▸ Problem
In the data that follows, how many lines contain the word "gear"? Give only that number.

[Natural language region descriptions]
━━━━━━━━━━━━━━━━

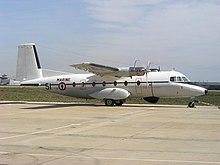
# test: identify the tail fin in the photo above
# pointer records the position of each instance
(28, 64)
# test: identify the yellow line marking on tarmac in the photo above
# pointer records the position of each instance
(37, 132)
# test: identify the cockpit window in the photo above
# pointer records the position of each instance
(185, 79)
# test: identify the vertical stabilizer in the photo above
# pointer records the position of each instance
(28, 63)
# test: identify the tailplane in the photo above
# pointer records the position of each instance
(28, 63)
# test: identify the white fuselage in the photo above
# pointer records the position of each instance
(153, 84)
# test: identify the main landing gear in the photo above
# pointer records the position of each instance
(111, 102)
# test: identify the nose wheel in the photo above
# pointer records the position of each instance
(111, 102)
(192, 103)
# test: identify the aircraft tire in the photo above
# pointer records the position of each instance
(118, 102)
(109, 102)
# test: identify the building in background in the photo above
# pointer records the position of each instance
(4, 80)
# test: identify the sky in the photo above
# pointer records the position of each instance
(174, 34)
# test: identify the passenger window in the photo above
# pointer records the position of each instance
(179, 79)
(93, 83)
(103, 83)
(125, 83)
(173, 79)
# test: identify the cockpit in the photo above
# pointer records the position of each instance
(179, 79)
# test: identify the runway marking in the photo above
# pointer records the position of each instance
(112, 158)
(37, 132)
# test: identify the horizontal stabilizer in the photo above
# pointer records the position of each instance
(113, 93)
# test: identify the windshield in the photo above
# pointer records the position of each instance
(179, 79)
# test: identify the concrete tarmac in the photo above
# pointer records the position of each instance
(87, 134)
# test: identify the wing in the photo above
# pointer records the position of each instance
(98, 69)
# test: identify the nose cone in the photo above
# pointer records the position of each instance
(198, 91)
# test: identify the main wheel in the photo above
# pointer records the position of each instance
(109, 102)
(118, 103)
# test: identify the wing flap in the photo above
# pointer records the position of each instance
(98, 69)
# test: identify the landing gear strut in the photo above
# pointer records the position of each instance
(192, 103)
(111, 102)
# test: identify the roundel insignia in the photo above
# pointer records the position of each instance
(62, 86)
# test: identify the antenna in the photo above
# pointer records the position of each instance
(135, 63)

━━━━━━━━━━━━━━━━

▸ Written response
2